(CHALLENGE): Summarize the ManifoldCF performance reply below in three sentences.

Re: Apache ManifoldCF Performance

Paul Boichat Thu, 11 Sep 2014 02:33:08 -0700

Hi Karl,

Changing maxcountstatus to something much smaller (10,000) doesn't seem to
buy us that much on the table scan - in the attached you'll see that it's
still taking a long time to return the job status page. Also in the
attached are some sample other long running queries that we're beginning to
see more frequently. There's also an example of a query that's frequently
executed and regularly takes > 4 secs (plus a suggested change to improve
performance). This one in particular would certainly benefit from a change
to SSDs which should relieve the I/O bound bottleneck on postgres.


We're loading the system from 10mil towards 100mil so would be keen to work
with you to optimise where possible.

(ITEMS):
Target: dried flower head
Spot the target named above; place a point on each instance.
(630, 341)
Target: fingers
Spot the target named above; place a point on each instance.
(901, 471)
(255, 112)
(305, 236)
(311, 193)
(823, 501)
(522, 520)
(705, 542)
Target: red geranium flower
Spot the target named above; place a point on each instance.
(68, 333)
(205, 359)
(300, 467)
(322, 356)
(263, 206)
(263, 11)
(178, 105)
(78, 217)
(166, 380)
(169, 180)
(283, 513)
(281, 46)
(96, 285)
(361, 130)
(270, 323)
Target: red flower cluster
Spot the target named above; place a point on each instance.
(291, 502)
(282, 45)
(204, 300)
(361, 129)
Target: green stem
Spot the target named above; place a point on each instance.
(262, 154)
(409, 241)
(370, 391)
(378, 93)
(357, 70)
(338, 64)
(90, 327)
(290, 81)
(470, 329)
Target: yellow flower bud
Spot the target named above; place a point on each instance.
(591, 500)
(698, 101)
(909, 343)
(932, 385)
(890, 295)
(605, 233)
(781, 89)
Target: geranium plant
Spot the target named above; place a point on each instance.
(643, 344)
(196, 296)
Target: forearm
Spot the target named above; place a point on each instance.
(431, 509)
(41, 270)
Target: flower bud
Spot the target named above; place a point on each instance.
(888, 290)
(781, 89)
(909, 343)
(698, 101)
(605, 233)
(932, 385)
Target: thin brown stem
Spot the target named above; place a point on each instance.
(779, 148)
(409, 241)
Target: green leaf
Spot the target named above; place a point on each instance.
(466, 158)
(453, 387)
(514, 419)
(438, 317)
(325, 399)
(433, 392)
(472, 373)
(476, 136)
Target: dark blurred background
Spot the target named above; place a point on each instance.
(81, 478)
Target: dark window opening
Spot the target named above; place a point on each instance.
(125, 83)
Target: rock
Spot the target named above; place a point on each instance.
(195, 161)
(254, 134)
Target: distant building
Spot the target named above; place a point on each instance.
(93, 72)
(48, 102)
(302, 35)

--

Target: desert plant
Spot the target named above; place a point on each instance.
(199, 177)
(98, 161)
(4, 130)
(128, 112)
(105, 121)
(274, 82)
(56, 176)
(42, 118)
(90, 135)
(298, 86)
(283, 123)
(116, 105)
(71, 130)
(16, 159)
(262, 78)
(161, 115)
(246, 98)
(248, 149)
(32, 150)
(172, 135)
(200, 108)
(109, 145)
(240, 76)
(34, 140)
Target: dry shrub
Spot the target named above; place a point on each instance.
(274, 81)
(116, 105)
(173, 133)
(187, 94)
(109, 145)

...

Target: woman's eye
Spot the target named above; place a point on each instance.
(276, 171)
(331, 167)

(PROBLEM SOLUTION): Lowering maxcountstatus to 10,000 does not help much with the table scan, and the attachment shows that the job status page still takes a long time to return. The attachment also contains other long-running queries that are appearing more often, plus a frequently executed query that regularly takes more than 4 seconds, with a suggested change to improve it. That query would benefit from a move to SSDs to relieve the I/O bottleneck on postgres, and because the system is being loaded from 10 million toward 100 million, the writer wants to work together on optimizing where possible.